Records:

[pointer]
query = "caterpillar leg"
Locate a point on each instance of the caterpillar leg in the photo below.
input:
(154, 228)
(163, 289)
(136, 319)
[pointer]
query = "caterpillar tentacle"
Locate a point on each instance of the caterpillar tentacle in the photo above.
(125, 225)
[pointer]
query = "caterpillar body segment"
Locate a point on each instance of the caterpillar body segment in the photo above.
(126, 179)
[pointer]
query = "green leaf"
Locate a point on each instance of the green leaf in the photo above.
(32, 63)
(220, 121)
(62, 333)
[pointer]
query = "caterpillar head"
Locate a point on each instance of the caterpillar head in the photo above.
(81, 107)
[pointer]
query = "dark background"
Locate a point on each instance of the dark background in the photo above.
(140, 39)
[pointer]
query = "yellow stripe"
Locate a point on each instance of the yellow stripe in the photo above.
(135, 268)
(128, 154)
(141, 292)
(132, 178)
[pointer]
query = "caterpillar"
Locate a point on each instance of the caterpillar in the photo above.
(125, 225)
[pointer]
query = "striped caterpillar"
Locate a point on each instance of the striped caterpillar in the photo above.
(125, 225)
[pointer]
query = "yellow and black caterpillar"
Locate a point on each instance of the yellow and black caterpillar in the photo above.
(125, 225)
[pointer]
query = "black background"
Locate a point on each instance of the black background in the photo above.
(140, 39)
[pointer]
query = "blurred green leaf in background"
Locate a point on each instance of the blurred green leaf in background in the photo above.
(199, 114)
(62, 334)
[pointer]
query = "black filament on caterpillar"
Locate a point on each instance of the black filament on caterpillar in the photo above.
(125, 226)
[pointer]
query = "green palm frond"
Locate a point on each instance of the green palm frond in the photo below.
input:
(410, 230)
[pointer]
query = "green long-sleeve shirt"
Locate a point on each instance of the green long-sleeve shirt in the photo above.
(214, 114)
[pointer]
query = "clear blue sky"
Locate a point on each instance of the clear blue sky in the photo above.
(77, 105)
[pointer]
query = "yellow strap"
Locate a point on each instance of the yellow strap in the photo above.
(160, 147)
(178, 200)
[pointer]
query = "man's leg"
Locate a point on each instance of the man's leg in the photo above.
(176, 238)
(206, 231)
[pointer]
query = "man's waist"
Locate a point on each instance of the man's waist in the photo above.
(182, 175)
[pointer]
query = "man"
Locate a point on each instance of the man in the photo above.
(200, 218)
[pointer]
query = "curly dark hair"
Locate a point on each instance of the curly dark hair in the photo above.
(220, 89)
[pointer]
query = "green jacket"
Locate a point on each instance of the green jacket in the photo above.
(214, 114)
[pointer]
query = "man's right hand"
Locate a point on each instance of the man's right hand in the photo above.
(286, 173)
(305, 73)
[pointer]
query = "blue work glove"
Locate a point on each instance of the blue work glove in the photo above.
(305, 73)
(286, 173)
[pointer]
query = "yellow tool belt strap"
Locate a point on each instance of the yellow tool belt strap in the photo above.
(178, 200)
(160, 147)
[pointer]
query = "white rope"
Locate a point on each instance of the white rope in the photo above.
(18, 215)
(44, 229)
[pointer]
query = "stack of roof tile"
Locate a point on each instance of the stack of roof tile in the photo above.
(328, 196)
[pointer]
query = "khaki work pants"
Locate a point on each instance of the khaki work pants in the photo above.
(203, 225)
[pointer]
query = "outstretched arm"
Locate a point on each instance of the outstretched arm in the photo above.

**AIM**
The entries above must be returned exactly.

**THE ANSWER**
[pointer]
query = "caterpillar leg"
Locate a point on each instance of the caterpillar leg in the photo below.
input:
(154, 228)
(163, 289)
(136, 319)
[pointer]
query = "caterpillar tentacle"
Locate a point on each instance of the caterpillar tentacle in the photo above.
(125, 225)
[pointer]
query = "caterpillar body segment"
Locate a point on each instance of the caterpillar body segment in the photo above.
(126, 179)
[pointer]
query = "green leaf"
Locate a point on each instance of the green leaf in the photo above.
(32, 63)
(220, 121)
(62, 333)
[pointer]
query = "caterpillar head"
Locate a point on each instance of the caterpillar head in the photo above.
(81, 107)
[pointer]
query = "dark background"
Locate a point on each instance of the dark background in the photo above.
(140, 39)
[pointer]
query = "yellow stripe"
Locate a point on each instance of the yellow stripe in the photo above.
(135, 268)
(128, 154)
(141, 292)
(132, 178)
[pointer]
query = "caterpillar"
Locate a point on each instance of the caterpillar in the photo above.
(125, 225)
[pointer]
query = "striped caterpillar"
Locate a point on each instance of the striped caterpillar in the photo above.
(125, 225)
[pointer]
query = "yellow and black caterpillar"
Locate a point on each instance of the yellow and black caterpillar in the photo above.
(125, 225)
[pointer]
query = "black background"
Locate a point on each instance of the black background in the photo above.
(140, 39)
[pointer]
query = "blurred green leaf in background"
Locate a point on each instance of the blurred green leaf in background in the photo above.
(199, 114)
(62, 334)
[pointer]
query = "black filament on caterpillar"
Locate a point on each instance of the black filament on caterpillar in the photo above.
(125, 226)
[pointer]
query = "green palm frond"
Locate a point on each instance of the green palm frond in the photo below.
input:
(410, 230)
[pointer]
query = "green long-sleeve shirt"
Locate a point on each instance of the green long-sleeve shirt in the photo above.
(214, 114)
[pointer]
query = "clear blue sky"
Locate a point on each instance of the clear blue sky in the photo above.
(77, 105)
[pointer]
query = "yellow strap"
Locate a point on each instance of the yellow strap in the photo above.
(160, 147)
(178, 200)
[pointer]
query = "man's leg"
Locate a point on each instance of the man's leg in the photo above.
(176, 238)
(206, 231)
[pointer]
query = "man's waist"
Locate a point on each instance of the man's waist in the photo above.
(182, 175)
[pointer]
query = "man"
Locate a point on each instance of the man in the photo above.
(200, 218)
[pointer]
query = "curly dark hair"
Locate a point on each instance of the curly dark hair in the photo above.
(220, 89)
[pointer]
query = "green jacket"
Locate a point on each instance of the green jacket in the photo above.
(214, 114)
[pointer]
query = "man's right hand"
Locate a point on each instance of the man's right hand in the photo above.
(286, 173)
(305, 73)
[pointer]
query = "blue work glove"
Locate a point on each instance of the blue work glove in the photo above.
(305, 73)
(286, 173)
[pointer]
query = "yellow tool belt strap"
Locate a point on each instance of the yellow tool belt strap in the photo above.
(178, 200)
(160, 147)
[pointer]
query = "white rope"
Locate a point on each instance of the white rope in the photo above.
(18, 215)
(44, 229)
[pointer]
query = "stack of roof tile"
Locate a point on each instance of the stack of roof tile in the photo above.
(328, 196)
[pointer]
query = "khaki work pants"
Locate a point on each instance of the khaki work pants in the photo above.
(203, 225)
[pointer]
query = "outstretched arm"
Locate a point on each instance of the outstretched arm in the photo above.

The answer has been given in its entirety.